# Cosa si chiede
Secondo l'intervista a Silvia Conti, di chi è la morte che la cantautrice esorcizza nella canzone "Il filo d'argento (per Enrico)"?

# Estratto della fonte
* * * * * * *

Intervista di Gianluca Clerici
Ritroviamo la cantautrice toscana Silvia Conti, ritroviamo la produzione artistica di Bob Mangione e la produzione di Gianfilippo Boni. Ecco il nuovissimo singolo che sposa questa linea blues ampiamente celebrata dal suo ultimo singolo “L’incrocio del diavolo”. Oggi però il tema portante è l’amore, l’amicizia, il tempo… Silvia Conti esorcizza la morte di Erriquez della Bandabardò in una canzone dal titolo “Il filo d’argento (per Enrico)” scritta di getto, di rabbia e di istinto… noi pensiamo ad un filo d’argento che ci lega e ci blocca i movimenti, strozza il tempo ed il fiato e inesorabilmente si procede oltre. Ma in fondo c’è tanta speranza e luce dentro questo blues dell’anima scritto e cantato da Silvia Conti.
Abbiamo ospitato Silvia Conti spesso nella nostra rubrica. Indaghiamo un po’ più da vicino il suo presente. Che tempo stai vivendo?
Sto vivendo un tempo fermo, come tutti. Quest’ultimo anno è stato strano e inimmaginabile, un po’ come vivere in un film. Abbiamo vissuto tutti al rallentatore, speriamo solo di poterci buttare tutto dietro le spalle e ricominciare, magari meglio di prima.
Questo singolo rispolvera un dolore che certamente non è mai sopito. Arriva oggi per cantare una ripresa, una rinascita?
No, non è né una ripresa né una rinascita, è soltanto un bisogno di tirare fuori un dolore per non lasciarlo a macerare dentro. In questo sono fortunata, la creatività aiuta.

* * * * * * *

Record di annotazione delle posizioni

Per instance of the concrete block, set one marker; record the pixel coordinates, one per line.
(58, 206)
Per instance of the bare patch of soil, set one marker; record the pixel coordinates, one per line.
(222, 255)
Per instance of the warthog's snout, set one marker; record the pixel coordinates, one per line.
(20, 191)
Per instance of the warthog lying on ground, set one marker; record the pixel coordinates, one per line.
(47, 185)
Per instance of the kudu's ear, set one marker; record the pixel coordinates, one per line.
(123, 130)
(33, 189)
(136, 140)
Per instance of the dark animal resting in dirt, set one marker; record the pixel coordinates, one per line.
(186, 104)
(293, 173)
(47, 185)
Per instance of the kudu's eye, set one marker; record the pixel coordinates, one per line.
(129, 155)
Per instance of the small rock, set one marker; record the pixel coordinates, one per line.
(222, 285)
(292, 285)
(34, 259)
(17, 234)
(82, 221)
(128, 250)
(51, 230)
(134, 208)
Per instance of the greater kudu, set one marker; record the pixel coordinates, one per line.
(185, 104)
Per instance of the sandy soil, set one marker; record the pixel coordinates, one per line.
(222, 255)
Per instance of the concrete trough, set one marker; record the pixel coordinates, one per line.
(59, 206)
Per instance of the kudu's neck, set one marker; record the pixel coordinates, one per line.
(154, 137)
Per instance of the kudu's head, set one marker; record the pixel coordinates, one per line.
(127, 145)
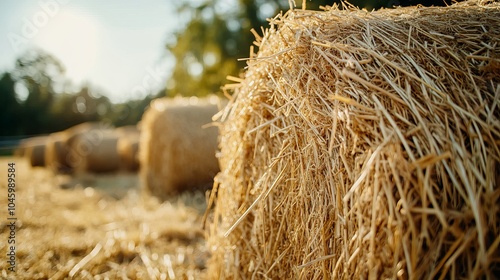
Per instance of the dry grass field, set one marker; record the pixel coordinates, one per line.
(98, 227)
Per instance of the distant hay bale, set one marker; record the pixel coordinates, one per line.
(364, 145)
(34, 150)
(177, 152)
(95, 152)
(60, 155)
(56, 153)
(128, 147)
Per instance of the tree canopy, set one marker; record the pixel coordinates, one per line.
(217, 34)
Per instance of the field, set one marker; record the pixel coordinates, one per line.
(98, 227)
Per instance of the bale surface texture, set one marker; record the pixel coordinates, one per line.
(177, 151)
(363, 145)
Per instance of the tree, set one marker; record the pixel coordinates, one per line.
(217, 34)
(9, 106)
(39, 72)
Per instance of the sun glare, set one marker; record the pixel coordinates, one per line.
(73, 38)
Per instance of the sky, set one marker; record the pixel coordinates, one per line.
(117, 46)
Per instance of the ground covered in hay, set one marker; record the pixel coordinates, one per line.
(99, 228)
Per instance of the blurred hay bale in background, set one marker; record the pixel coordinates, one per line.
(177, 152)
(364, 145)
(33, 149)
(62, 155)
(128, 147)
(56, 153)
(96, 152)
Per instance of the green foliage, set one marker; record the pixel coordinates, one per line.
(218, 34)
(46, 107)
(9, 106)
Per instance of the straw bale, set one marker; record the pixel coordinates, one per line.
(363, 145)
(34, 150)
(56, 153)
(96, 152)
(60, 155)
(177, 151)
(128, 147)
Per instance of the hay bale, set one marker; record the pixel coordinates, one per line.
(56, 153)
(128, 147)
(33, 149)
(61, 156)
(364, 145)
(176, 152)
(128, 150)
(95, 152)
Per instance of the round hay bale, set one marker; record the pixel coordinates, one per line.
(364, 145)
(56, 153)
(34, 150)
(60, 155)
(128, 149)
(177, 152)
(95, 152)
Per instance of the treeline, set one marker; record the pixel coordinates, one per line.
(36, 98)
(217, 36)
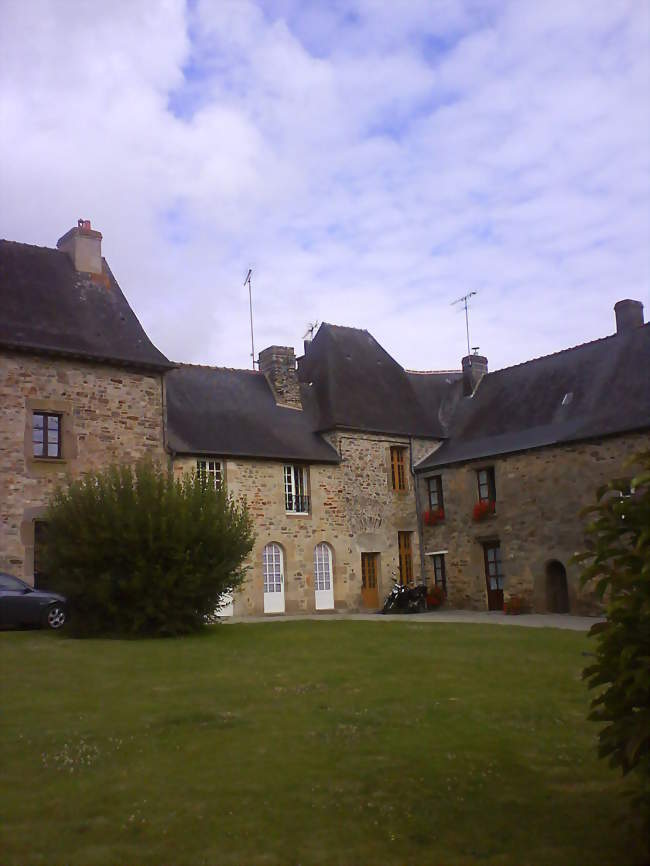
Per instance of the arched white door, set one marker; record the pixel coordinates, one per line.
(323, 582)
(273, 570)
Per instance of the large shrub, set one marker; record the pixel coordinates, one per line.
(618, 568)
(137, 552)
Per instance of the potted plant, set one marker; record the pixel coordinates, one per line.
(433, 516)
(435, 597)
(483, 509)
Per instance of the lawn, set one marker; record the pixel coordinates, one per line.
(305, 743)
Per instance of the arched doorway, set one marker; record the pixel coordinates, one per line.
(273, 571)
(557, 590)
(323, 583)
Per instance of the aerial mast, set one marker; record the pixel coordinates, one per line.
(465, 301)
(250, 307)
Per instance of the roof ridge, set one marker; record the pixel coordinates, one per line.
(217, 367)
(430, 372)
(562, 351)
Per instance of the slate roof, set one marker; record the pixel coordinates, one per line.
(357, 385)
(593, 390)
(47, 306)
(220, 411)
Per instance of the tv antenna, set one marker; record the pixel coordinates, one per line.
(465, 302)
(250, 307)
(311, 327)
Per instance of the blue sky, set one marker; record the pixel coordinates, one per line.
(371, 161)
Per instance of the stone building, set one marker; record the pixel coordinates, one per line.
(81, 384)
(525, 449)
(356, 471)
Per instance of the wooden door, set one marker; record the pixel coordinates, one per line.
(493, 575)
(405, 557)
(369, 574)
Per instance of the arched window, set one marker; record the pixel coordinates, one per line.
(322, 567)
(272, 567)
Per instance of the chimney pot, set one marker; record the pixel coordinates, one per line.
(84, 246)
(629, 315)
(474, 368)
(278, 363)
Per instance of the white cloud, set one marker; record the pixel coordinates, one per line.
(371, 161)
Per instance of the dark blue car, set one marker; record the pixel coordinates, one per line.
(21, 604)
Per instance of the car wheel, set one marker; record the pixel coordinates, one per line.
(55, 616)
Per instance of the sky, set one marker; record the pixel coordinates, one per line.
(370, 160)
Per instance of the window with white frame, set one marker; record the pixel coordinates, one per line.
(272, 567)
(210, 470)
(322, 567)
(296, 498)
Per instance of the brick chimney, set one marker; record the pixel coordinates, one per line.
(84, 246)
(474, 368)
(278, 363)
(629, 315)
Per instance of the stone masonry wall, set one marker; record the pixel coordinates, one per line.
(353, 509)
(539, 495)
(109, 414)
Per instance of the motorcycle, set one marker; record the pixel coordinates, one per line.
(406, 599)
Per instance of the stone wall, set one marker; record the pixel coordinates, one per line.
(109, 414)
(352, 508)
(539, 495)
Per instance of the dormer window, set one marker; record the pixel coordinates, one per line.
(296, 498)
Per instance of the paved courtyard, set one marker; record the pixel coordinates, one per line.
(532, 620)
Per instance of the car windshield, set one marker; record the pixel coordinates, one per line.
(8, 581)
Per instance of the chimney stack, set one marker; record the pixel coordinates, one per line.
(474, 368)
(278, 363)
(84, 246)
(629, 315)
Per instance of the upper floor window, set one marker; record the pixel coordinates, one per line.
(397, 466)
(435, 493)
(487, 491)
(46, 434)
(296, 498)
(210, 470)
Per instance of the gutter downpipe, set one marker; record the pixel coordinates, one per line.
(418, 510)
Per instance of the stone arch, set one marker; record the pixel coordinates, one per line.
(557, 587)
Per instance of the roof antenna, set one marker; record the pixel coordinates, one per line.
(465, 301)
(250, 307)
(311, 327)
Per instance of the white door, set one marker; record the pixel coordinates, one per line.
(323, 583)
(273, 569)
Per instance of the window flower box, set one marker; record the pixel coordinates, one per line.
(435, 597)
(483, 509)
(434, 516)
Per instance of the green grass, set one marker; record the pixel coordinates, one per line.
(305, 743)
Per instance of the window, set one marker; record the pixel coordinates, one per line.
(493, 574)
(435, 493)
(46, 434)
(296, 499)
(322, 567)
(210, 470)
(272, 568)
(398, 473)
(439, 573)
(487, 491)
(405, 557)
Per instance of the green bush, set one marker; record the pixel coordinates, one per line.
(618, 568)
(138, 553)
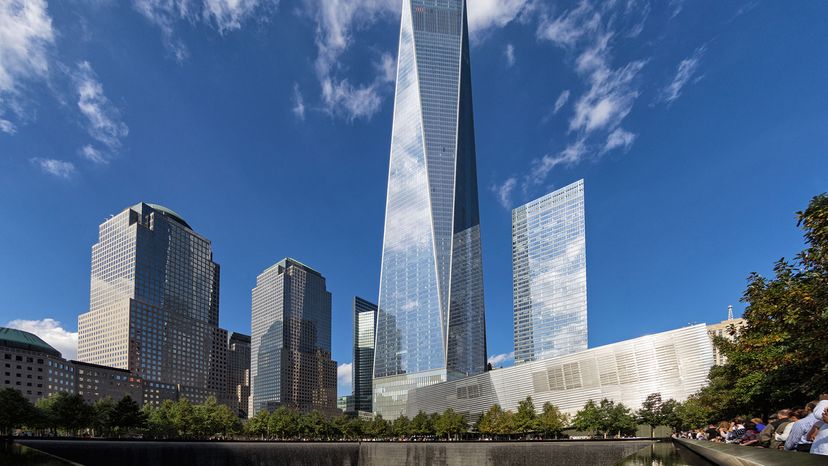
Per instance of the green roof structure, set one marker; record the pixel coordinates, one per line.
(24, 340)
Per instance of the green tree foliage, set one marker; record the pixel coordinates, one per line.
(778, 359)
(525, 419)
(496, 422)
(15, 411)
(401, 427)
(422, 425)
(450, 424)
(68, 413)
(551, 422)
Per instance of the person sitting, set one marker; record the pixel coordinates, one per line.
(797, 439)
(819, 432)
(760, 426)
(783, 431)
(751, 436)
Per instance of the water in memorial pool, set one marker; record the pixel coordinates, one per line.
(664, 454)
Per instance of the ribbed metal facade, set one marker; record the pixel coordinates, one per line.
(674, 363)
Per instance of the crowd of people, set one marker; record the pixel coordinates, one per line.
(802, 429)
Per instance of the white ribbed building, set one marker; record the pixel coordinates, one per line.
(674, 363)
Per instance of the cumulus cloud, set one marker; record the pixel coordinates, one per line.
(509, 53)
(58, 168)
(103, 121)
(224, 15)
(504, 192)
(685, 72)
(26, 36)
(344, 377)
(52, 332)
(561, 101)
(298, 103)
(504, 359)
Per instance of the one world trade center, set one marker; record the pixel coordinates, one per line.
(431, 318)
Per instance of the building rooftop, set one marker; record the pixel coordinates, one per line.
(170, 213)
(25, 340)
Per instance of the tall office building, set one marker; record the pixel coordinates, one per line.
(549, 267)
(154, 302)
(238, 373)
(291, 341)
(430, 324)
(365, 319)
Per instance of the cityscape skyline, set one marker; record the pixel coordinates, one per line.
(707, 198)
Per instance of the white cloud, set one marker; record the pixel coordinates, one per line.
(7, 127)
(344, 377)
(504, 359)
(103, 122)
(488, 14)
(298, 102)
(50, 331)
(93, 155)
(619, 139)
(504, 192)
(225, 15)
(26, 36)
(562, 100)
(58, 168)
(509, 53)
(684, 73)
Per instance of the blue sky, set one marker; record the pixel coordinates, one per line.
(699, 128)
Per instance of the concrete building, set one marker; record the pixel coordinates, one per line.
(94, 382)
(33, 367)
(549, 275)
(674, 363)
(154, 302)
(365, 319)
(238, 373)
(728, 329)
(291, 341)
(431, 320)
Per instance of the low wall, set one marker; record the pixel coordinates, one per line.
(735, 455)
(139, 453)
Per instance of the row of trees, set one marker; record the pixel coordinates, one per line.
(68, 414)
(778, 360)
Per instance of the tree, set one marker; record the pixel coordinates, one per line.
(15, 410)
(551, 422)
(588, 419)
(401, 427)
(126, 415)
(422, 425)
(257, 426)
(651, 413)
(378, 428)
(69, 413)
(778, 358)
(526, 418)
(283, 423)
(450, 424)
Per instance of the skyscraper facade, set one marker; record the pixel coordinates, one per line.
(291, 340)
(549, 267)
(365, 318)
(430, 323)
(238, 373)
(154, 302)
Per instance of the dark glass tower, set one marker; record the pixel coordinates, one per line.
(430, 324)
(365, 320)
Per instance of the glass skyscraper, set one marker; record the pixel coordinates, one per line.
(549, 267)
(430, 324)
(154, 303)
(365, 319)
(291, 362)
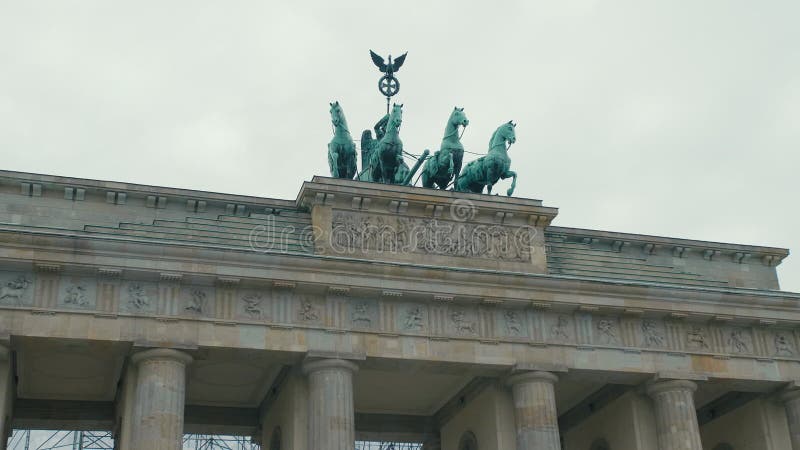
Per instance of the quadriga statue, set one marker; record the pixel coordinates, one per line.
(341, 149)
(488, 169)
(446, 163)
(387, 156)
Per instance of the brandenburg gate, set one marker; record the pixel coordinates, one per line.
(378, 312)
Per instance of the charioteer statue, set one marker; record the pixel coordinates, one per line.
(382, 156)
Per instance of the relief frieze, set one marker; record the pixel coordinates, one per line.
(16, 289)
(396, 315)
(352, 233)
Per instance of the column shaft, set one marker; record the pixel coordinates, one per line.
(792, 405)
(6, 395)
(159, 401)
(535, 411)
(331, 420)
(676, 417)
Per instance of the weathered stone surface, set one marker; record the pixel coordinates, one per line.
(331, 422)
(535, 410)
(160, 396)
(676, 419)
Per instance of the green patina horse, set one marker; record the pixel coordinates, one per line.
(446, 163)
(387, 156)
(341, 149)
(488, 169)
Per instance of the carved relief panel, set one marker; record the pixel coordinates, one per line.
(16, 289)
(652, 333)
(559, 328)
(462, 321)
(197, 301)
(781, 342)
(309, 309)
(698, 337)
(138, 297)
(737, 340)
(412, 318)
(358, 233)
(606, 331)
(77, 292)
(363, 313)
(511, 323)
(254, 304)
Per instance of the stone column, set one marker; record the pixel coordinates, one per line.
(676, 417)
(6, 395)
(331, 420)
(535, 410)
(791, 401)
(159, 399)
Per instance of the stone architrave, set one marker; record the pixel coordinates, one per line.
(791, 402)
(676, 416)
(6, 395)
(159, 400)
(331, 421)
(535, 410)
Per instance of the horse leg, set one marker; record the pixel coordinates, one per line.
(491, 179)
(333, 160)
(511, 173)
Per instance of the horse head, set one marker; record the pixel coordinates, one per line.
(396, 117)
(337, 115)
(457, 117)
(507, 132)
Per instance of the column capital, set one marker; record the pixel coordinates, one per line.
(657, 387)
(162, 353)
(332, 363)
(787, 394)
(533, 376)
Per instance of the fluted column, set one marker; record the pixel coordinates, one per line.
(535, 410)
(6, 395)
(791, 402)
(159, 400)
(676, 417)
(331, 420)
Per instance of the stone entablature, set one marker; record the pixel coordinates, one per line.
(434, 227)
(337, 308)
(613, 255)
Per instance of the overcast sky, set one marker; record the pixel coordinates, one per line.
(674, 118)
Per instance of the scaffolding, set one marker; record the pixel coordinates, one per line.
(60, 440)
(103, 440)
(217, 442)
(373, 445)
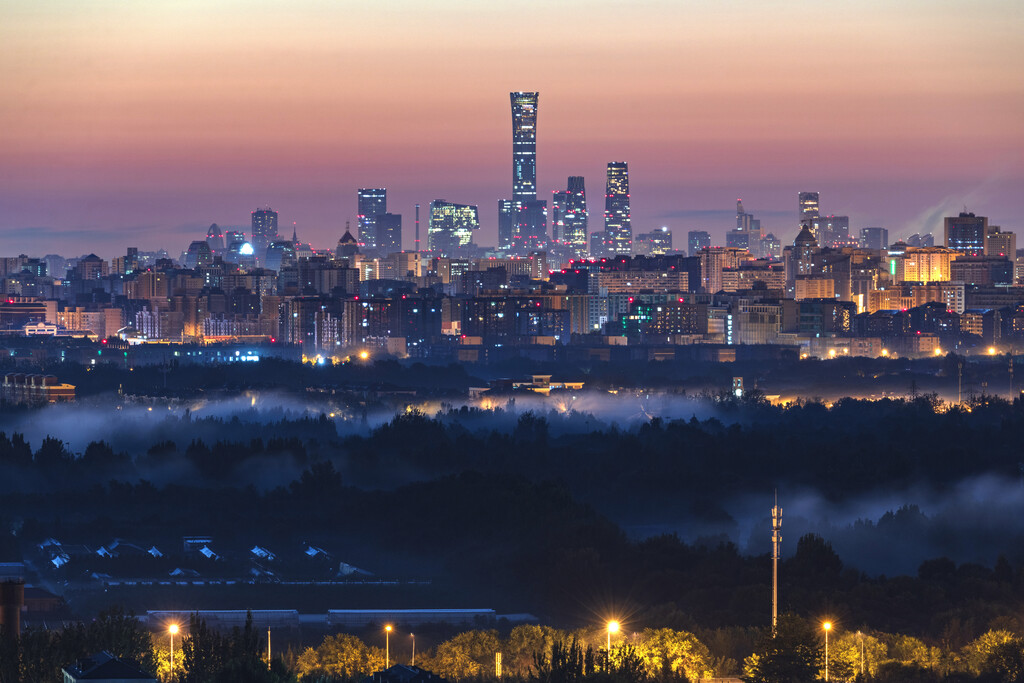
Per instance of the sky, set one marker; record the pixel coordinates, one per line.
(140, 123)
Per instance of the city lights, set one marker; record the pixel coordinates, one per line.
(611, 627)
(172, 630)
(827, 627)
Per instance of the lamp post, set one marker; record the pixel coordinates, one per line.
(612, 628)
(827, 627)
(173, 629)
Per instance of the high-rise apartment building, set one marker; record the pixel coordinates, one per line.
(452, 226)
(215, 238)
(617, 225)
(873, 238)
(655, 243)
(576, 219)
(832, 230)
(809, 209)
(695, 241)
(966, 233)
(531, 226)
(373, 202)
(264, 229)
(522, 221)
(559, 198)
(507, 210)
(388, 229)
(999, 244)
(568, 215)
(523, 145)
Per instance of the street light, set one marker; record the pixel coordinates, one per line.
(827, 627)
(173, 629)
(612, 628)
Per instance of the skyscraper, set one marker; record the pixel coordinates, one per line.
(695, 241)
(523, 145)
(264, 229)
(559, 198)
(531, 226)
(452, 226)
(388, 229)
(617, 224)
(966, 233)
(873, 238)
(573, 230)
(373, 201)
(522, 221)
(215, 238)
(809, 209)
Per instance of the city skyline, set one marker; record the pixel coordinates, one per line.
(218, 112)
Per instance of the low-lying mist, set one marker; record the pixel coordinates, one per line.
(970, 511)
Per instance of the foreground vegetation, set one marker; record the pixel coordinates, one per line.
(529, 654)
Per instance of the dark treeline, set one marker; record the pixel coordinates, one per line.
(525, 517)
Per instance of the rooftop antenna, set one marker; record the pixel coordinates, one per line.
(776, 542)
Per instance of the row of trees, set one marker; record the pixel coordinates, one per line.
(795, 652)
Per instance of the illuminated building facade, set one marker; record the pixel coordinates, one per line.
(215, 238)
(999, 244)
(523, 145)
(617, 225)
(873, 238)
(576, 218)
(452, 226)
(714, 260)
(264, 229)
(372, 203)
(930, 264)
(695, 241)
(966, 233)
(655, 243)
(809, 208)
(388, 229)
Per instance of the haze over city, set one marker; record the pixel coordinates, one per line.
(143, 123)
(667, 341)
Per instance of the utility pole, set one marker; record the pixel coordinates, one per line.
(776, 541)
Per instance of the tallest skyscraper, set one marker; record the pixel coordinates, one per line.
(522, 220)
(523, 146)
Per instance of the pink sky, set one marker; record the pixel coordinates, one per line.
(141, 123)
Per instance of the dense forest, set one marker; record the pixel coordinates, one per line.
(796, 650)
(528, 512)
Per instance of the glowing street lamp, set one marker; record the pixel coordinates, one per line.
(827, 627)
(612, 628)
(173, 629)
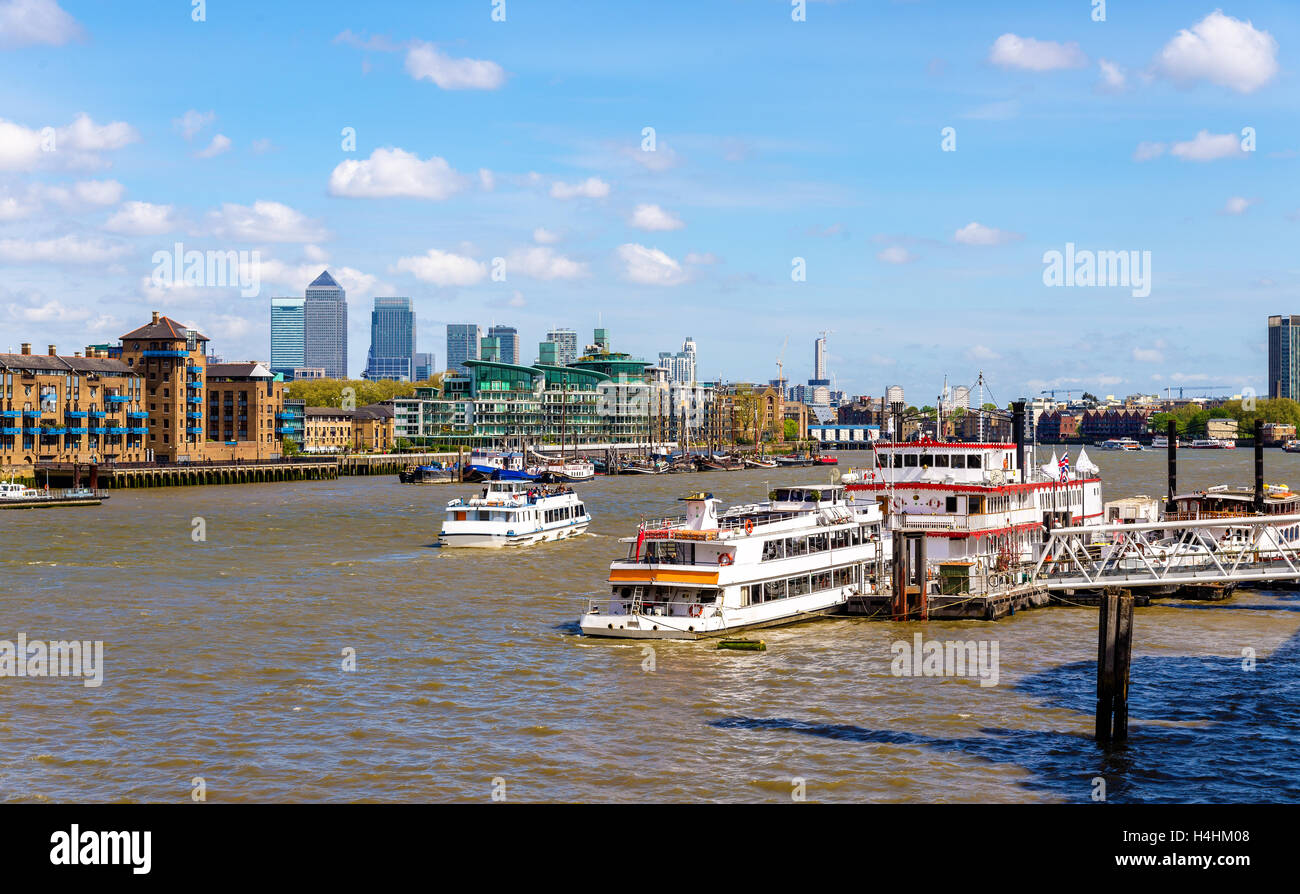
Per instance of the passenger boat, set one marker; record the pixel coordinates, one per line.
(488, 464)
(514, 513)
(801, 554)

* * * * * * *

# Il risultato
La morte di Erriquez della Bandabardò.